• [SHORT EXERCISE]: Rewrite the data below as a Markdown table with two columns, Row and Line, numbering each line in order and omitting blank lines. Leave the pictures out.

>> start DATASET EXTRACT

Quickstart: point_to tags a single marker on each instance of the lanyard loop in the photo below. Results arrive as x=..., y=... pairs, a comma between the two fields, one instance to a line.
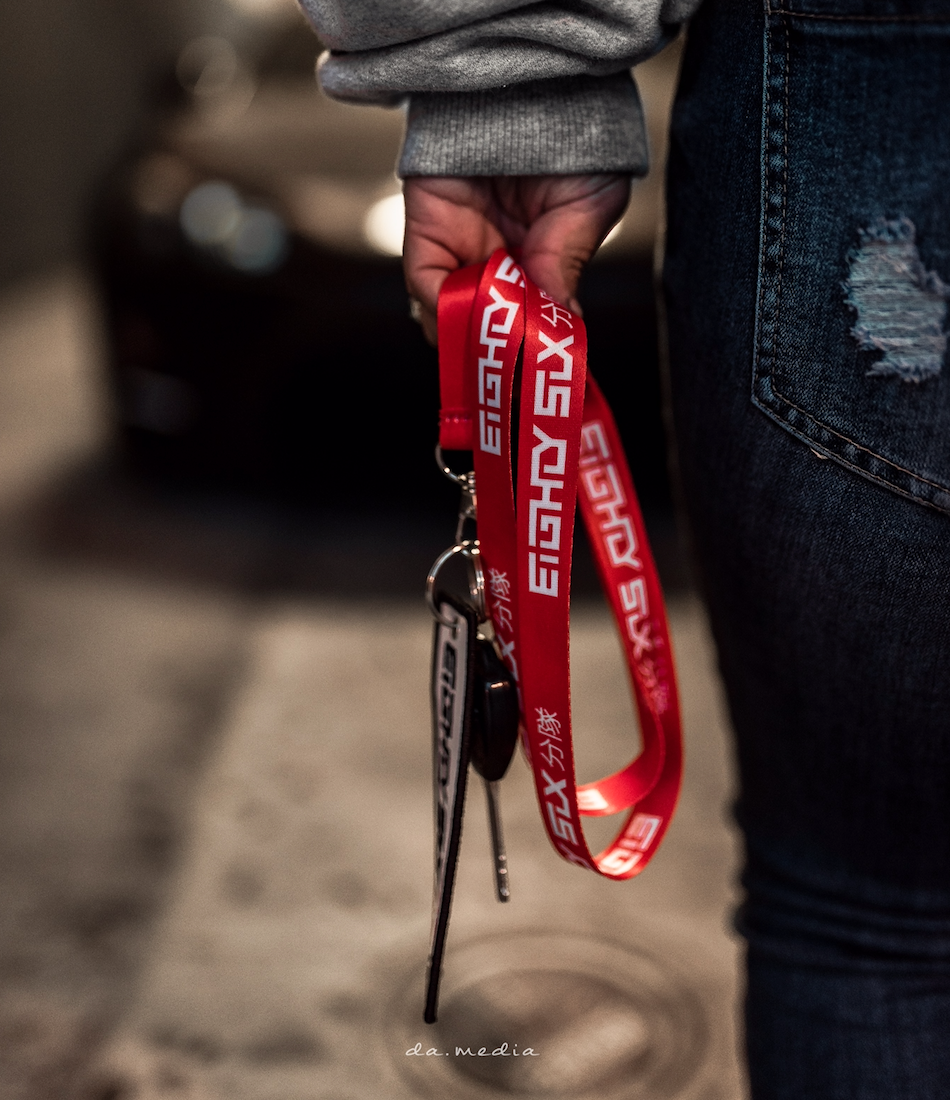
x=569, y=453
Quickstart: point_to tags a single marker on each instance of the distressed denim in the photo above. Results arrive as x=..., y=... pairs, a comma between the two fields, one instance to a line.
x=806, y=272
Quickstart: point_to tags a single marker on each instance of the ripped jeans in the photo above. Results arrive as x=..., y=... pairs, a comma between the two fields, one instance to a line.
x=807, y=262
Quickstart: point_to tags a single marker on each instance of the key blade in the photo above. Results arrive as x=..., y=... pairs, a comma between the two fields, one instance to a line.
x=453, y=655
x=503, y=891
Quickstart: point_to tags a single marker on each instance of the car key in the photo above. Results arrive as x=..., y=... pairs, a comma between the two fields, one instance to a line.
x=453, y=679
x=494, y=737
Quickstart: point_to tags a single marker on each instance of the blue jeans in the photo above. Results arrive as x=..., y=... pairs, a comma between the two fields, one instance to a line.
x=808, y=251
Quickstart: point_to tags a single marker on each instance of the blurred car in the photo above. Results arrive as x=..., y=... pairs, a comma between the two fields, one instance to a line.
x=258, y=327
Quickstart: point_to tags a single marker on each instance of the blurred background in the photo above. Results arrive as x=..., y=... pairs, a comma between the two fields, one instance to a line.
x=209, y=594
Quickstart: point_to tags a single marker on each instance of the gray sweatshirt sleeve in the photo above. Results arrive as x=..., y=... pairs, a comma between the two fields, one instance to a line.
x=500, y=87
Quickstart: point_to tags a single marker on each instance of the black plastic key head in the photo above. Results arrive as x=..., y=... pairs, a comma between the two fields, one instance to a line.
x=494, y=714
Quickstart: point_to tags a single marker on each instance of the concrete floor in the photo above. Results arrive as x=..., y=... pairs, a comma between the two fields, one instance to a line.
x=214, y=821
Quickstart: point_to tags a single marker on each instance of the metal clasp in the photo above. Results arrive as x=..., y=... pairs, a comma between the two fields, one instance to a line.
x=466, y=545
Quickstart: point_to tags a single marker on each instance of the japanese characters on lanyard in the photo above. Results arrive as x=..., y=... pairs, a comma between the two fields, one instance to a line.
x=567, y=452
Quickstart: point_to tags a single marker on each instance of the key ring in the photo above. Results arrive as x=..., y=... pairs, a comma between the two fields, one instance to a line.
x=476, y=581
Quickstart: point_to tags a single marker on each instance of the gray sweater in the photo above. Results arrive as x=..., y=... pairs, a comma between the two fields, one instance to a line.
x=500, y=87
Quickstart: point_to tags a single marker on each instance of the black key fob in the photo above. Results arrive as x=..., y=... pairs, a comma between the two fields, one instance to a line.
x=494, y=714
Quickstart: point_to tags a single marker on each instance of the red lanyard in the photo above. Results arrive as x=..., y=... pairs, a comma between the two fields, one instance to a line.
x=569, y=451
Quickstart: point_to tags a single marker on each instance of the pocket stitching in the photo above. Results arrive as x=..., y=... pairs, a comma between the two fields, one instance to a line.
x=763, y=375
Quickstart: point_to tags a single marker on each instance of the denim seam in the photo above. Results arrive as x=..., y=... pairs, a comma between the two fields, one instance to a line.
x=859, y=19
x=765, y=395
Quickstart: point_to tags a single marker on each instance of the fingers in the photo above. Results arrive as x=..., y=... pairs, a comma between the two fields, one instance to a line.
x=446, y=228
x=554, y=222
x=562, y=239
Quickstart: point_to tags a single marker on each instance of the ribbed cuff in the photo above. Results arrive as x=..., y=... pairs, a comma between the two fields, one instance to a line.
x=561, y=127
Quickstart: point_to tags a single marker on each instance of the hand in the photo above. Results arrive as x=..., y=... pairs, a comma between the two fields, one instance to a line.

>> end DATASET EXTRACT

• [SOLUTION]:
| Row | Line |
|---|---|
| 1 | Quickstart: point_to tags a single marker on each instance of the lanyard loop in the photo below. Results arrive as x=..., y=... pairs, a comma between the two fields, one instance to a line. |
| 2 | x=569, y=453 |
| 3 | Quickstart: point_to tags a single marker on each instance of the distressed denim in the photo above. Results arrive as x=..., y=... pairs, a comma between the two fields, one instance to a line. |
| 4 | x=806, y=272 |
| 5 | Quickstart: point_to tags a single marker on each instance of the ripped jeans in the photo above. Results arrive as x=..., y=... pairs, a comma between the two fields, one instance to a line. |
| 6 | x=807, y=262 |
| 7 | Quickstart: point_to tags a single marker on each instance of the key blade in the photo above. Results arrive as x=..., y=... pairs, a comma between the two fields, one instance to a line. |
| 8 | x=453, y=655 |
| 9 | x=503, y=891 |
| 10 | Quickstart: point_to tags a single marker on each instance of the car key in the photo above. Results arrive as x=..., y=... pairs, a comma between the two fields, one instance to a line. |
| 11 | x=453, y=679 |
| 12 | x=494, y=737 |
| 13 | Quickstart: point_to tags a single marker on each instance of the blue jeans in the photo above. Results arrive as x=..., y=... pairs, a comma between the two fields, one instance to a line. |
| 14 | x=808, y=251 |
| 15 | Quickstart: point_to tags a single marker on each instance of the blurred car in the photo above. Results arrive as x=..., y=... pairs, a comma between the two fields, one instance to a line. |
| 16 | x=258, y=327 |
| 17 | Quickstart: point_to tags a single marker on each instance of the blurred background in the photo above. Results arrive as x=..., y=... pairs, a comma between the two fields, one instance to a line. |
| 18 | x=209, y=594 |
| 19 | Quickstart: point_to tags a single marker on each instance of the gray sweatshirt sleeve in the photo above. Results arrive as x=..., y=... pairs, a comma between the two fields, one instance to a line. |
| 20 | x=500, y=87 |
| 21 | Quickstart: point_to tags a single marker on each instance of the black plastic key head in the photo above. Results arrive as x=..., y=... pairs, a comma between the two fields, one instance to a line. |
| 22 | x=494, y=714 |
| 23 | Quickstart: point_to tags a single marker on each instance of the concrete floor in the photo above. Results arrive as x=..., y=... pairs, a comma between the two fields, one instance to a line. |
| 24 | x=214, y=821 |
| 25 | Quickstart: point_to tags a single marker on each instance of the metal clasp in the photo above. Results arrive as x=..., y=... pairs, a comma between the two fields, one instance to a line. |
| 26 | x=466, y=545 |
| 27 | Quickstart: point_to tags a single marker on each instance of the japanese characters on lanyard in the photo above. Results arrive as x=..., y=... pairs, a comma between the two fields, one instance to a line. |
| 28 | x=567, y=452 |
| 29 | Quickstart: point_to tags a single marker on each instance of the key ring in the photo above. Results arrive as x=..., y=... pairs, a comma between the two fields, one instance to a line. |
| 30 | x=476, y=581 |
| 31 | Quickstart: point_to tags a single marker on each instance of the gray sweater in the photo above. Results arrive as x=..., y=... pairs, a comma between the two fields, one instance to a line. |
| 32 | x=500, y=87 |
| 33 | Quickstart: point_to tags a single marker on each instance of the black key fob in the photo above. Results arrive as x=..., y=... pairs, a comma between the two fields, one instance to a line. |
| 34 | x=494, y=714 |
| 35 | Quickstart: point_to tags a single marker on each instance of the red lanyard in the photo above. Results arrive as x=..., y=... pairs, a comma between the two fields, one instance to a line. |
| 36 | x=569, y=451 |
| 37 | Quickstart: point_to tags a single marker on each instance of the pocket stitching in the photo above. Results arrive as x=..., y=... pairs, a comma between the two fields, one instance to a line. |
| 38 | x=763, y=375 |
| 39 | Quickstart: point_to tags a single marker on each instance of the denim seam in the photo above. Results arrive as x=..., y=... pairs, a comma between the two fields, one instance to a line. |
| 40 | x=859, y=19 |
| 41 | x=765, y=395 |
| 42 | Quickstart: point_to tags a single marker on each instance of the fingers in the photo above. Results arrive as x=..., y=... pairs, a comma between the two fields, one instance to a line. |
| 43 | x=446, y=228 |
| 44 | x=554, y=222 |
| 45 | x=562, y=239 |
| 46 | Quickstart: point_to tags a single marker on each instance of the ribbed cuff in the photo above. Results arrive as x=..., y=... pairs, a comma between the two fields, one instance to a line. |
| 47 | x=561, y=127 |
| 48 | Quickstart: point_to tags a single marker on each instance of the hand in the photo above. Results arrive as x=..., y=... pairs, a comma between the two fields, one instance to a line. |